Hanks confirmed as N.H. corrections commissioner

Monitor staff
Wednesday, November 08, 2017

The Executive Council unanimously confirmed Helen Hanks as New Hampshire’s new corrections commissioner Wednesday morning.

Hanks will succeed William Wrenn, who is set to step down Thursday after leading the Department of Corrections for 12 years.

The five-member council backed Gov. Chris Sununu’s appointment of Hanks the day after a three-hour public hearing at the State House. Staff retention and recruitment, excessive overtime and delays in opening the new women’s prison in Concord were among concerns raised during that hearing, and they resurfaced in the Executive Council chambers Wednesday prior to the confirmation vote.

Councilor Chris Pappas, a Manchester Democrat, said he supports the appointment of Hanks as commissioner but said staff recruitment and retention have been ongoing issues that Hanks needs to prioritize this term.

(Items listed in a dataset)
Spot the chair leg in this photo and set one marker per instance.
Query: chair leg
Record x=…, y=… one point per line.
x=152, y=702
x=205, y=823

Tasks to perform:
#1 In the confirmation article, start at "Hanks confirmed as" and end at "for 12 years.", rewriting that span with "William Wrenn" switched to "the outgoing commissioner".
#2 Using the confirmation article, answer the following:
(a) For how many years did William Wrenn lead the Department of Corrections?
(b) How long was the public hearing held at the State House?
(c) What city and party does Councilor Chris Pappas represent?
#3 Write the next part of the confirmation article, picking up after its final sentence.

Answers to the exercise:
#1
Hanks confirmed as N.H. corrections commissioner

Monitor staff
Wednesday, November 08, 2017

The Executive Council unanimously confirmed Helen Hanks as New Hampshire’s new corrections commissioner Wednesday morning.

Hanks will succeed the outgoing commissioner, who is set to step down Thursday after leading the Department of Corrections for 12 years.

#2
(a) 12 years
(b) Three hours
(c) Manchester; Democrat

#3
“I hope she continues to be very aggressive on that front,” he said.

Pappas also noted that “the pay scale has been a real barrier for us,” and offered his support for raising it to make the Granite State more competitive.

New Hampshire corrections officers’ starting salaries begin at $34,424, with the addition of $1,300 in hazardous duty pay. Comparatively, a new officer at the Concord Police Department, who is uncertified and has no prior experience, makes $48,609. The pay discrepancy is ever greater when compared with corrections officers working at New Hampshire’s federal prison in Berlin and in Massachusetts facilities, according to public records.

However, dozens of corrections officers earn more than $100,000 a year by working overtime shifts, payroll records show.

Hanks, of Lochmere, told the Monitor in late October that the corrections department plans to work with a marketing and advertising firm to assist in the search for qualified applicants. As commissioner, she said, she would seek the Executive Council’s approval this month to contract with an unidentified firm.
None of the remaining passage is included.